• GOAL: You are to retype all of the data exactly as it appears.

Pointing dataset records
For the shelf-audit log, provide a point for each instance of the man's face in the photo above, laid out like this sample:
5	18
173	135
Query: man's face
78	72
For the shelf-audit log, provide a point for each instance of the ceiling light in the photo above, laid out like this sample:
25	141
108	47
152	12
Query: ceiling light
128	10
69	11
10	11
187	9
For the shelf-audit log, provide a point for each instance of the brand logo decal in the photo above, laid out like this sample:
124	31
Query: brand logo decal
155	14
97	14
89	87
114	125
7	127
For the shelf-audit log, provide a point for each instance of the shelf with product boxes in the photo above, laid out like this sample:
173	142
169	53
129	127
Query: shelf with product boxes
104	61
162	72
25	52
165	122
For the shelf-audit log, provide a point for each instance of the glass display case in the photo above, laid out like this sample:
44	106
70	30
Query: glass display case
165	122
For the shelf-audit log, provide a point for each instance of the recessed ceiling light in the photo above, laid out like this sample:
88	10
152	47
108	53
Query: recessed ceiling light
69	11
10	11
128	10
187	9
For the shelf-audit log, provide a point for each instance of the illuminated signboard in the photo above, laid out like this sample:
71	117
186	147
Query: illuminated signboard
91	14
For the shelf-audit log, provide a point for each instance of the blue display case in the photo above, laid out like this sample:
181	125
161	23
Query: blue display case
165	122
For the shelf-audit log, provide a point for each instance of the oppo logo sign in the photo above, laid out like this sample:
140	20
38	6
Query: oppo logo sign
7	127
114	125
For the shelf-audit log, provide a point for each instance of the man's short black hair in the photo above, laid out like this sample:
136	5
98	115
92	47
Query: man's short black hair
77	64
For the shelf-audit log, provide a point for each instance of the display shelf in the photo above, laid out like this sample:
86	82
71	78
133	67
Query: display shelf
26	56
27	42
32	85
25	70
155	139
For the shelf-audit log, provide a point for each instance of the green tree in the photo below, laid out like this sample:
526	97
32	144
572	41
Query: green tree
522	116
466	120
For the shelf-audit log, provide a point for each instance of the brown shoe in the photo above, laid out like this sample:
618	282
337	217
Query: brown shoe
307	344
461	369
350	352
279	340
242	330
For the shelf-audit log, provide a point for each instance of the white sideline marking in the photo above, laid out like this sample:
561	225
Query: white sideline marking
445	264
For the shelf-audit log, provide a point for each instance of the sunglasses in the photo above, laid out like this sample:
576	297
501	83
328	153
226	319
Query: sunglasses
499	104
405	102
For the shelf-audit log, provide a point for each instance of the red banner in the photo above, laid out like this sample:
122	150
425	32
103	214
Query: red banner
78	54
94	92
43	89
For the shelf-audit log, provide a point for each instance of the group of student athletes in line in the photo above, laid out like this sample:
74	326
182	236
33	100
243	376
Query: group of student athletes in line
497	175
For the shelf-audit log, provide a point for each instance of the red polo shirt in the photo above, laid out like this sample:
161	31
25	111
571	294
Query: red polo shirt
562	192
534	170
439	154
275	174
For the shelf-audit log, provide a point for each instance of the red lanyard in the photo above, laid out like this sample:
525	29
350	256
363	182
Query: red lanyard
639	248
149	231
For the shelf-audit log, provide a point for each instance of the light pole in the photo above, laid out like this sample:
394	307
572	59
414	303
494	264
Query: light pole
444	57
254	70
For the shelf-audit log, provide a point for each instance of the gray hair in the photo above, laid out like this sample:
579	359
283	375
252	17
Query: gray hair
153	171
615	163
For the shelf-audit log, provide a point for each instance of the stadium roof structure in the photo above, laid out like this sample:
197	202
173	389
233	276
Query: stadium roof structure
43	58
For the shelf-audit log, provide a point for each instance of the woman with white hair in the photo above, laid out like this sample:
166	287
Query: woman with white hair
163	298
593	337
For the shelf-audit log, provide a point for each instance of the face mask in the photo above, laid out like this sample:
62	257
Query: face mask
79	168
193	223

• FINISHED EXERCISE:
For the shelf-audit log, provide a point for each instance of the man's face in the photo above, laid out like this sample:
5	18
173	135
Query: man's face
78	72
For the shelf-audit log, provide a point for each instance of the ceiling light in the photo above, laid out like this sample:
25	141
108	47
152	12
Query: ceiling light
128	10
69	11
10	11
187	9
For the shelf-audit log, provide a point for each instance of the brand logo decal in the photo above, laid out like this sample:
124	31
Query: brand logo decal
155	14
97	14
89	87
114	125
7	127
For the shelf-audit log, provide a point for each instance of the shelf with product boxes in the photo above, laid out like this sample:
173	142
169	53
129	127
Query: shelf with product boxes
104	61
162	72
25	52
165	122
For the shelf-audit log, provide a point for each instance of the glass display case in the photo above, laid out like this sample:
44	106
70	30
Query: glass display case
165	122
For the shelf-audit log, provide a point for each instance of the recessed ceiling light in the photo above, laid out like this sample:
88	10
152	47
108	53
Query: recessed ceiling light
69	11
10	11
128	10
187	9
For the shelf-audit log, provide a point for each instance of the illuminated signboard in the photo above, laid out like this sample:
71	117
186	147
Query: illuminated signboard
91	14
For the shelf-audit log, provide a point for each instance of the blue display case in the photo above, laid out like this sample:
181	125
161	23
Query: blue display case
165	122
For the shelf-audit log, provide a point for each instance of the oppo logo sign in the photo above, laid out like this sample:
140	20
38	6
Query: oppo logo sign
7	127
114	125
For the shelf-audit log, provide a point for each instance of the man's short black hair in the photo above, laid out like this sample:
136	5
98	115
92	47
Query: man's short black hair
77	64
For the shelf-audit log, provide a point for each instance of the display shelf in the photo above, laid out like this sample:
86	82
71	78
133	67
Query: display shelf
26	56
27	42
32	85
25	70
155	139
For the shelf-audit log, provide a point for each instance of the green tree in the photo below, laid out like this sample:
526	97
32	144
572	41
Query: green tree
522	116
466	120
For the shelf-audit log, provide a point for each instance of the brown shoe in the photo above, laid out like this sample:
618	282
337	217
Query: brown shoe
307	344
461	369
350	352
279	340
242	330
For the shelf-audit log, provide a point for each instance of the white sideline marking in the photo above, laid out like this sample:
561	225
Query: white sideline marking
445	264
For the shelf-audit log, provide a point for each instance of the sunglasses in the photo above, laid out like this sample:
576	297
501	83
328	153
226	319
Query: sunglasses
499	104
405	102
For the shelf-audit log, provide a point for each instance of the red banner in the photo above, laid out like this sample:
122	150
425	32
103	214
Query: red banner
78	54
94	92
43	89
For the shelf-audit log, provide a point for each instance of the group of student athletes in line in the photo above, laid out like this sample:
74	326
182	236
33	100
243	376
Query: group of student athletes in line
497	175
For the shelf-audit log, provide a point for each instance of the red polo shirt in the photo above, laid out like this sample:
161	31
25	111
571	294
Query: red polo shirt
562	192
534	170
439	154
275	174
For the shelf-audit log, provide a point for each instance of the red lanyard in the photo above, laid out like this sample:
525	29
350	256
363	182
Query: red lanyard
639	248
149	231
For the shelf-audit log, provide a point for each instance of the light pole in the photo above, laid out like this sample:
394	307
572	59
414	303
494	264
Query: light pole
444	57
254	70
For the shelf-audit log, provide a point for each instance of the gray hair in the photo above, laid out like this sample:
579	359
283	375
252	17
Query: gray hair
153	171
615	163
For the shelf-audit log, provide a point for each instance of the stadium roof structure in the photo above, laid out like this sample:
197	202
173	389
233	276
Query: stadium roof structure
43	58
For the shelf-audit log, provide a point for each instance of the woman with white hair in the photo above, laid out like this sample:
166	287
Query: woman with white hair
163	298
593	337
For the shelf-audit log, provide a point for each instance of the face mask in the photo above, laid out like this sample:
62	257
Query: face mask
79	168
193	223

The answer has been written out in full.